▶ What is required
All entries must come back exactly as given, with no pictures in the copy.

▶ Task inputs
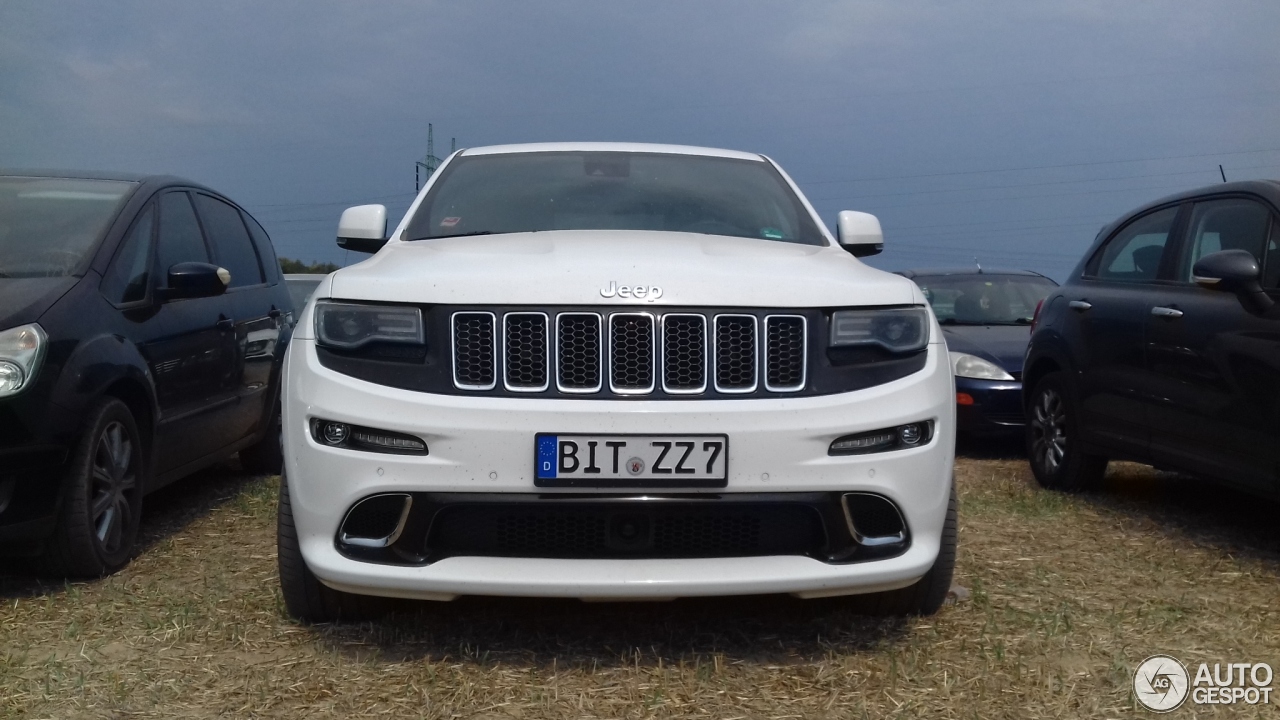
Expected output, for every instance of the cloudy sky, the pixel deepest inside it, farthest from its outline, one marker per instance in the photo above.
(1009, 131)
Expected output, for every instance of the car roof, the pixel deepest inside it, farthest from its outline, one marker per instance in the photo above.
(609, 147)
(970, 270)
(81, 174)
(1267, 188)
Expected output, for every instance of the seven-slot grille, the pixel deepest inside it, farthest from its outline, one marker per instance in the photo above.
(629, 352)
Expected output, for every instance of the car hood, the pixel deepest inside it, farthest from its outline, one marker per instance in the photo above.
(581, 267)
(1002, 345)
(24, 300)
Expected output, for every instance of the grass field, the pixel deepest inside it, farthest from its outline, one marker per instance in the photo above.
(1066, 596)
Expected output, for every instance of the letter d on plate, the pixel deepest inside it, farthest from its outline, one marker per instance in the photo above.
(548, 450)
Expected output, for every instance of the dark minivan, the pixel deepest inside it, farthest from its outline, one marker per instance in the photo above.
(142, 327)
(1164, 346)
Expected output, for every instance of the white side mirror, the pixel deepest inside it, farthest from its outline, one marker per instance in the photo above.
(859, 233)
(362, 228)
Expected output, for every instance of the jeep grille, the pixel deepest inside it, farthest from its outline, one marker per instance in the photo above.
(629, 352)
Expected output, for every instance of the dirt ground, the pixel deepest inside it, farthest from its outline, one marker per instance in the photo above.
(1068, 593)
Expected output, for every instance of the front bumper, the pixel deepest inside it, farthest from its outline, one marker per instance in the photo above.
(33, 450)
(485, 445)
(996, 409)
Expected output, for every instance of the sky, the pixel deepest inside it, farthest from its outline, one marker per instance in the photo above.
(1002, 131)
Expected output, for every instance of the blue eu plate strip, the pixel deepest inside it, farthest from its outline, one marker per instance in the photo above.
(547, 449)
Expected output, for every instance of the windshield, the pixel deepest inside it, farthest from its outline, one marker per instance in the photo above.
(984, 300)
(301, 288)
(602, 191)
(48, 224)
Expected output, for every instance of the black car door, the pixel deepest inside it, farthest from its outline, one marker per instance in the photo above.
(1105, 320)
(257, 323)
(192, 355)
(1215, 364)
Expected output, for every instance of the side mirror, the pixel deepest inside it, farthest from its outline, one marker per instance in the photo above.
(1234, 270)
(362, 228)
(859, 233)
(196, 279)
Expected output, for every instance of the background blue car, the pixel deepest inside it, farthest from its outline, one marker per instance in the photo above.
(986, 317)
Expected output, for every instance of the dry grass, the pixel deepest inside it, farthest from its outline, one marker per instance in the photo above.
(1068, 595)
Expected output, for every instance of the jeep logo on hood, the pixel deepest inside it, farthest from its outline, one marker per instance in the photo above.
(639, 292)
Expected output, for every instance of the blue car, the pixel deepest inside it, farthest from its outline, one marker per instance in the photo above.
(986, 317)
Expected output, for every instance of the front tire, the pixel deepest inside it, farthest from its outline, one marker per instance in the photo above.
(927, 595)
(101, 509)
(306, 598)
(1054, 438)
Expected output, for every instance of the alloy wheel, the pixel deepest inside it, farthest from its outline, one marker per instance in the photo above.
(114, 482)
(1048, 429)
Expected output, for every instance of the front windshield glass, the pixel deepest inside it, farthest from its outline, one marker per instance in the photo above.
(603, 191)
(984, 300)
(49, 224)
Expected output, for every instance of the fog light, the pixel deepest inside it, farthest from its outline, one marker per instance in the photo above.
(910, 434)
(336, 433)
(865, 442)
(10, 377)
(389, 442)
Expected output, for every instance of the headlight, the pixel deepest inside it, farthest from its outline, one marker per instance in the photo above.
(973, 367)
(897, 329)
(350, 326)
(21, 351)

▶ Reply
Expected output, for every instance of the cloudy sky, the pixel deepest inside it, farthest from its outline, one marker per instance in the photo above.
(1009, 131)
Expected output, for every instance of the car roof, the pixel deepest inside it, farthest from its outline, one marker per instance in the photo above.
(609, 147)
(970, 270)
(81, 174)
(1267, 188)
Expected output, for every instance of the seven-slot grille, the pixel deepest inside it, farthest from its outline, one marker per instance in the photo above.
(629, 352)
Expected output, for every instance of the car hood, the pixel deepest inside it, farthest from its outline, one marker per instance in the photo above.
(581, 267)
(1002, 345)
(24, 300)
Expected output, for every instance of the grass field, the pixel deepest inside it, farthest from its outline, one marker per instance in the photo above.
(1066, 596)
Expected output, for every instance of the letter d on plate, the pixel deepest inside it, farthest from its outline, one marker per instance in the photo above.
(548, 450)
Expected output, for every instance of the dark minivan, the pixel deepest inside it, farthest from its outline, one marker per instance in the photo above.
(142, 327)
(1164, 346)
Expected output, for every instance of the white side mirror, the pixel deepest inside it, farthest from its outline, one marker per instance in the photo above.
(859, 233)
(362, 228)
Expected output, for every instance of the jeep grille, the pixel deepest inside it, farthest from its outline, one marker per instance in the photo above.
(629, 352)
Expected output, for every instance of the dirt ground, the pixel deepest inside it, farthest from its outline, one marker per instance in the photo above.
(1068, 593)
Expected output, for every instance of the front bumper, the pixel deepest inside it, farthest from its outline, one marker per instance in the photo above.
(33, 450)
(485, 445)
(996, 409)
Expected output, for every instance of the sky, the pixel deepest inside it, farthest from its outline, one marker per instance in the photo above.
(1002, 131)
Expected output, for every instance of the blue eu plate strip, the pixel deepest inside it, farthest from its outline, one marker per instance in the photo above.
(547, 449)
Expected output, for every instance of the windshield, the pixel deepest inside it, farthest from its outline, one marker per instance in the photo above.
(984, 300)
(301, 288)
(602, 191)
(48, 224)
Expected output, for every instance of the black car door, the pixel deepest inside it, farthest from its outline, one marker per instance in the photo above.
(1105, 320)
(257, 323)
(192, 355)
(1215, 364)
Expected output, for every instance of the side mirror, the pixel deepest inside it, farthest from its outline, one marker per instance in the photo above.
(1234, 270)
(362, 228)
(859, 233)
(196, 279)
Expected output, for every instance of the background blue car, the pixel deepest inside it, farthest from its outline, one marker per instance in the photo above.
(986, 317)
Expected output, for every instance of the dry grass, the pixel deepest inside it, farthest from its outline, one marker per instance in the photo above.
(1068, 595)
Expected output, for every instance of the jeep logo on hood, the pixel deepest inside it, farthest from its outline, one marker per instance in the photo above.
(639, 292)
Expected output, for every instance of the blue car, the pixel deepest inside it, farthest from its outline, one marker per instance in the photo above.
(986, 317)
Expected output, for every instance of the front tire, the pixel deepest inside it, farthest from its outline, one marker per instance in the photo above.
(927, 595)
(101, 509)
(306, 598)
(1054, 438)
Expected output, for every instance of the alloy wheel, the pixel deepest inside it, farthest from its outline, one marker per instance in the photo above.
(114, 482)
(1048, 429)
Expected output, for every instance of the front windshield glass, the pixel deepest inside it, farthest from its outline, one marker per instance in the photo above.
(603, 191)
(984, 300)
(49, 224)
Expected output, for every instance of the fog light, the pixel deepest inside it, farthest from its outline, one marker per instance in the photo above.
(910, 434)
(336, 433)
(865, 442)
(10, 377)
(389, 442)
Expected output, for every instance of the headlight, the pixel deepest inside it, farthest from its outline, one marker per instance in the photo above.
(973, 367)
(897, 329)
(350, 326)
(21, 351)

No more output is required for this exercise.